**** The data ****
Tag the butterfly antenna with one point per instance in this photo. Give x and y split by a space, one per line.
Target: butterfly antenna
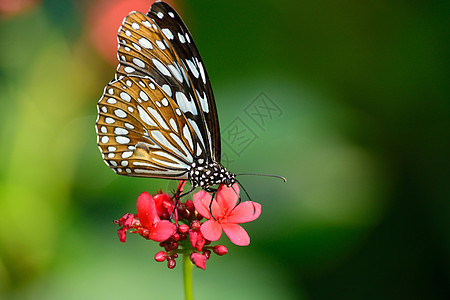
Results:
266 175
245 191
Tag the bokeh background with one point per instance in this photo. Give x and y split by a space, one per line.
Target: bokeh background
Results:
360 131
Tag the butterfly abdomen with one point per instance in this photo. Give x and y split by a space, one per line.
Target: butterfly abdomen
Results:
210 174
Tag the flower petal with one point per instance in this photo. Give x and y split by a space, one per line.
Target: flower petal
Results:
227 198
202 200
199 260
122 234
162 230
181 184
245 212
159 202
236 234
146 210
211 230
****
**** The data ****
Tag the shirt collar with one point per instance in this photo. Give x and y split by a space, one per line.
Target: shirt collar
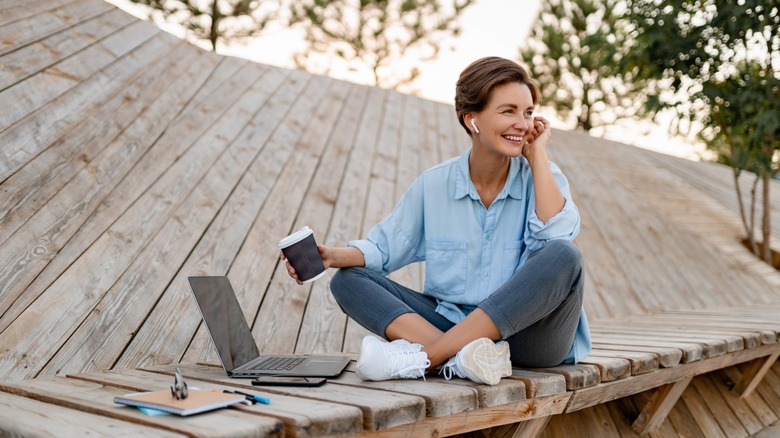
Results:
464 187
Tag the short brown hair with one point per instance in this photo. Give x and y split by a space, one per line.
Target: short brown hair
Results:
****
* [Brief] Say how many lines of the preceding data include the word "bokeh". The number is the whole answer.

* [Task solution] 2